Closed behrica closed 3 years ago
Hi @behrica, I tried to make this happen a couple of times. I think it would be a very good addition to the library. I'm still looking into what the best way of doing it!
Potentially there are 3 ways, I think
1) and 2) are alternatives. 1) is prefered but maybe imposible to start on. Or maybe we need just to wait until the Spark community does it. For now, they seems to be focussing on writing Parquet only
3 could be useful in addition to 1) or 2)
Can 3) potentially work for "data larger the RAM" ? I don't think so. Spark is not meant to be able to return to the spark driver "large data" (larger then RAM), correct ? The "work with data larger then RAM capabilities" of Spark are constraint to the "workers", correct ?
I explored 2) and I think it can be done rather easily by using the libraries provided by arrow: https://github.com/apache/arrow
I have the impression that the C++,Python, R libraries are more advanced then the Java libraries I looked in detail in to the R package for arrow, and it allows this "transform" in 2 or three lines of code.

........

[REQUIRED TASKS]:
- a) In the forum thread, reproduce the passage from "Closed behrica closed" up to and including "to 1) or 2)", substituting "Arrow community" for "Spark community".
- b) Summarize the forum thread in two sentences.
- c) Write the next part of the forum thread, continuing on from its final sentence.

........

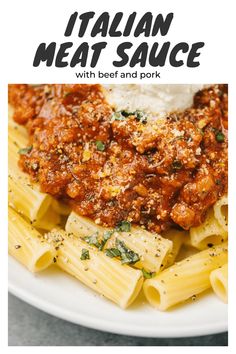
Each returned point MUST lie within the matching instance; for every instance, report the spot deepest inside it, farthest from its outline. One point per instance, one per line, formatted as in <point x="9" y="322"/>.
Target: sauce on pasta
<point x="115" y="166"/>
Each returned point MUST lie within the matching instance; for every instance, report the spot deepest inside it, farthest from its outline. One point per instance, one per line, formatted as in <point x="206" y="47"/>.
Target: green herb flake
<point x="176" y="165"/>
<point x="84" y="254"/>
<point x="123" y="226"/>
<point x="148" y="275"/>
<point x="93" y="240"/>
<point x="25" y="151"/>
<point x="220" y="137"/>
<point x="117" y="116"/>
<point x="127" y="256"/>
<point x="127" y="114"/>
<point x="112" y="252"/>
<point x="100" y="145"/>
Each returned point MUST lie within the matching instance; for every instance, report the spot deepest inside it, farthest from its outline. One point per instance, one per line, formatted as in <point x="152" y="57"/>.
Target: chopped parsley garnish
<point x="148" y="275"/>
<point x="100" y="145"/>
<point x="25" y="151"/>
<point x="121" y="115"/>
<point x="123" y="226"/>
<point x="84" y="254"/>
<point x="176" y="165"/>
<point x="220" y="137"/>
<point x="126" y="255"/>
<point x="112" y="252"/>
<point x="93" y="240"/>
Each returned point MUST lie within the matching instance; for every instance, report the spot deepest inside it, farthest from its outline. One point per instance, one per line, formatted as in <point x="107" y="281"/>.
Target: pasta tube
<point x="117" y="282"/>
<point x="27" y="245"/>
<point x="221" y="212"/>
<point x="209" y="233"/>
<point x="24" y="196"/>
<point x="185" y="279"/>
<point x="152" y="249"/>
<point x="219" y="282"/>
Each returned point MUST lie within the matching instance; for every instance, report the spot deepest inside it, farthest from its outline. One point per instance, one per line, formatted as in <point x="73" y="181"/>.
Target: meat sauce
<point x="115" y="166"/>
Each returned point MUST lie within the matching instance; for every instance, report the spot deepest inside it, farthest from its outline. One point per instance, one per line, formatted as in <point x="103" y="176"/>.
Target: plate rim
<point x="104" y="325"/>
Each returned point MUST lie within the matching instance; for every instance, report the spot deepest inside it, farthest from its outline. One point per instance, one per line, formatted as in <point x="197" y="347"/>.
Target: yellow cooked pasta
<point x="152" y="249"/>
<point x="219" y="282"/>
<point x="209" y="233"/>
<point x="185" y="279"/>
<point x="27" y="245"/>
<point x="107" y="276"/>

........

[TASK-BY-TASK RESULTS]:
- a)
Closed behrica closed 3 years ago
Hi @behrica, I tried to make this happen a couple of times. I think it would be a very good addition to the library. I'm still looking into what the best way of doing it!
Potentially there are 3 ways, I think
1) and 2) are alternatives. 1) is prefered but maybe imposible to start on. Or maybe we need just to wait until the Arrow community does it. For now, they seems to be focussing on writing Parquet only
3 could be useful in addition to 1) or 2)

- b) The thread describes three possible ways of making the addition to the library: the first two are alternatives, with the first preferred but perhaps impossible to start on, and the third could be useful alongside either. Doubt is raised that the third could work for data larger than RAM, while the second is judged fairly easy to achieve with the Arrow libraries, since the R package for Arrow allows the transformation in two or three lines of code.

- c)
But I found "bugs" immediately, but is its foressen and API is there.
Additionally I believe that Spark as optimized data transfers (workers to driver and therefore into a client) into:
but not yet for the JVM (Maybe because there is not a single columnar data structure used by everbody)
I was pointed as well to this by Chris Nuerberger:
http://bytedeco.org/javacpp-presets/arrow/apidocs/
This seems to allow to use the C++ API of arrow from java/clojure easely". This could help for doing 2) and 3)
Can 3) potentially work for "data larger the RAM" ? I don't think so. Spark is not meant to be able to return to the spark driver "large data" (larger then RAM), correct ?
You're right, I think collect
wouldn't work here. And converting formats (i.e. option 2) is also not ideal, because you incur the IO costs twice, once to load and once to write, which is usually non-negligible.
I'm still stumped on this one. Best case scenario is for Spark to support the data format, and we can just call the appropriate methods :)
I saw that Chris started to implement parquet support for t.d.m: https://github.com/techascent/tech.ml.dataset/tree/parquet-for-real
That is an other option.
Chris is the hero we need, but don't deserve!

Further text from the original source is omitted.